Excerpts of pointing data

════════════════════

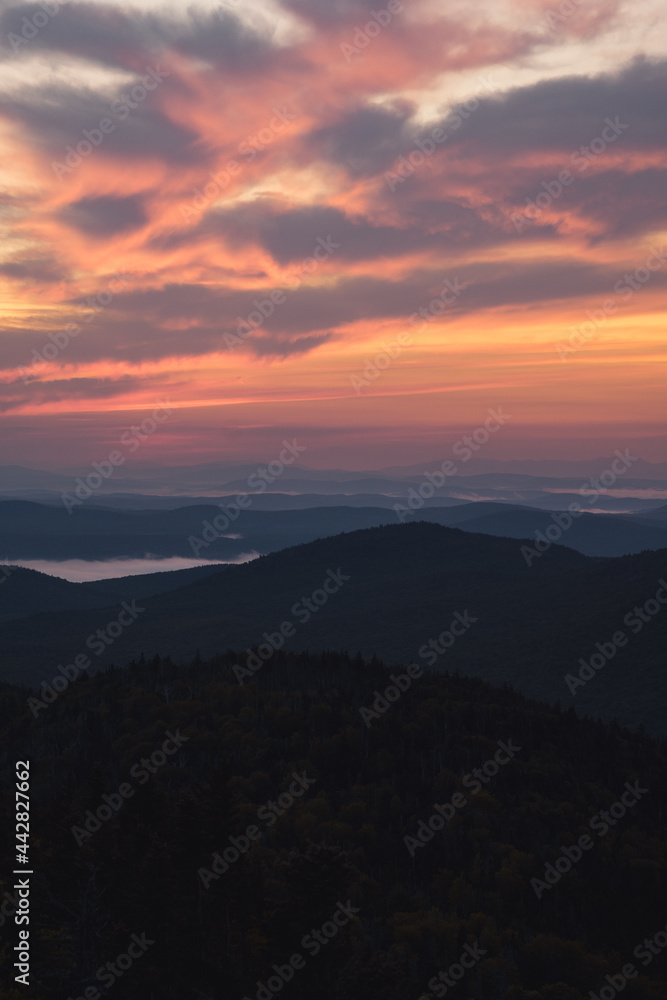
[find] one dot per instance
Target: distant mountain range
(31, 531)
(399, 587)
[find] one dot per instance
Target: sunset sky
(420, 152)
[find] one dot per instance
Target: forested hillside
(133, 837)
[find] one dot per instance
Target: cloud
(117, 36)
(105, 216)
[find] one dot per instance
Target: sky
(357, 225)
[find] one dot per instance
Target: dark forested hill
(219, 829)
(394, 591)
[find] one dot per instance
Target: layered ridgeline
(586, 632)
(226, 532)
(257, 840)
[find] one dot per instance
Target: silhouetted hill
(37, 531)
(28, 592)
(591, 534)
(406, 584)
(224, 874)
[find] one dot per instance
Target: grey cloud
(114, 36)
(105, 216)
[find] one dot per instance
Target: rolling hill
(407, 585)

════════════════════

--- Task to complete ---
Collect every line of the records that contains the string "forested", matching case exactly.

--- Exercise response ---
Target: forested hillside
Target: dark forested hill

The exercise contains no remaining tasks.